[Extracted data entries]
*****

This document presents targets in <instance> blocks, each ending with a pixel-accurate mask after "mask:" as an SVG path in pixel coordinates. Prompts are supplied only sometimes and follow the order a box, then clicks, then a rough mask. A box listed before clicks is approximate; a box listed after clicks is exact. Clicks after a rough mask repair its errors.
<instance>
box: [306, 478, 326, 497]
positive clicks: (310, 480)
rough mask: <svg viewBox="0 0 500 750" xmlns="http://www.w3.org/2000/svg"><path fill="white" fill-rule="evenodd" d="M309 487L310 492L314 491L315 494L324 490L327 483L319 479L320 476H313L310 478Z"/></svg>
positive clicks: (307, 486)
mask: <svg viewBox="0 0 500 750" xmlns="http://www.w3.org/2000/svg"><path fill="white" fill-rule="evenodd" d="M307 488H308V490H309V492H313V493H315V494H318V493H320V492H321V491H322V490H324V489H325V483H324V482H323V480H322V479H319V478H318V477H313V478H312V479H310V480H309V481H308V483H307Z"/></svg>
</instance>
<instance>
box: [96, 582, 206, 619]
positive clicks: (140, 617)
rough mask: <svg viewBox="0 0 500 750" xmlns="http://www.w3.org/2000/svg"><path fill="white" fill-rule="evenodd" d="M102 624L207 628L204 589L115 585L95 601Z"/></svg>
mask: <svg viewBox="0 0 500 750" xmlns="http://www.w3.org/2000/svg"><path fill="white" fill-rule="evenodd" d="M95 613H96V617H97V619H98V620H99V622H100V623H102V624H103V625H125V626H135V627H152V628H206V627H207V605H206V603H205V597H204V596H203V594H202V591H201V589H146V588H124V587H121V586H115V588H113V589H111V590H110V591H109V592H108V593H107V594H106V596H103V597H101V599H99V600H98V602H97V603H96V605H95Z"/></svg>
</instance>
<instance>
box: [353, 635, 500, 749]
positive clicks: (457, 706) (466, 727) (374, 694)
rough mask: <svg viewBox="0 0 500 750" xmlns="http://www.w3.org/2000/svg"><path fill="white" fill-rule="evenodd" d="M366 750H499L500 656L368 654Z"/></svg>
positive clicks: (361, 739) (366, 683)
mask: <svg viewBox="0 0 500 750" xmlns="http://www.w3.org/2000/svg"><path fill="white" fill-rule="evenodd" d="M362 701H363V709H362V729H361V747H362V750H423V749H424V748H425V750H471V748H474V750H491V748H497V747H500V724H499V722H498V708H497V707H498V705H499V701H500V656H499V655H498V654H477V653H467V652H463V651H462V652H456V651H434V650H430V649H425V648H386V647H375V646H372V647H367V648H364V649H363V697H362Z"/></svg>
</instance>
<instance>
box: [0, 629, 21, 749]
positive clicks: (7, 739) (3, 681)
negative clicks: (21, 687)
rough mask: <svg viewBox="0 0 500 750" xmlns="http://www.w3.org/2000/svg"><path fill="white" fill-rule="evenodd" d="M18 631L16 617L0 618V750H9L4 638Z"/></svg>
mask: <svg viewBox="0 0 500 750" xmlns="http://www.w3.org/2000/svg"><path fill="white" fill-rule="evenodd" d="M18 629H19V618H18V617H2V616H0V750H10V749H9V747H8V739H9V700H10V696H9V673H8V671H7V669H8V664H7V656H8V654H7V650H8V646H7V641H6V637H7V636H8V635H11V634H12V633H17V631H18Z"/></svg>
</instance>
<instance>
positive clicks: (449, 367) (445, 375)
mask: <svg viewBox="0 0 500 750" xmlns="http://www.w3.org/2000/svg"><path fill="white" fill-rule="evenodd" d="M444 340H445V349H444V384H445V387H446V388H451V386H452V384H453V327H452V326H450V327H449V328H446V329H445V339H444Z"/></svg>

*****

**Exercise:** Each line above from the one with "positive clicks: (361, 739) (366, 683)" up to and including the one with "negative clicks: (21, 687)" must be set down exactly, and no line outside that span may appear.

**The answer:**
positive clicks: (361, 739) (366, 683)
mask: <svg viewBox="0 0 500 750" xmlns="http://www.w3.org/2000/svg"><path fill="white" fill-rule="evenodd" d="M362 701H363V709H362V729H361V747H362V750H423V749H424V748H425V750H471V748H474V750H491V748H497V747H500V724H499V722H498V708H497V707H498V705H499V701H500V656H499V655H498V654H477V653H467V652H463V651H462V652H456V651H434V650H430V649H425V648H386V647H375V646H372V647H367V648H364V649H363V697H362Z"/></svg>
</instance>
<instance>
box: [0, 629, 21, 749]
positive clicks: (7, 739) (3, 681)
negative clicks: (21, 687)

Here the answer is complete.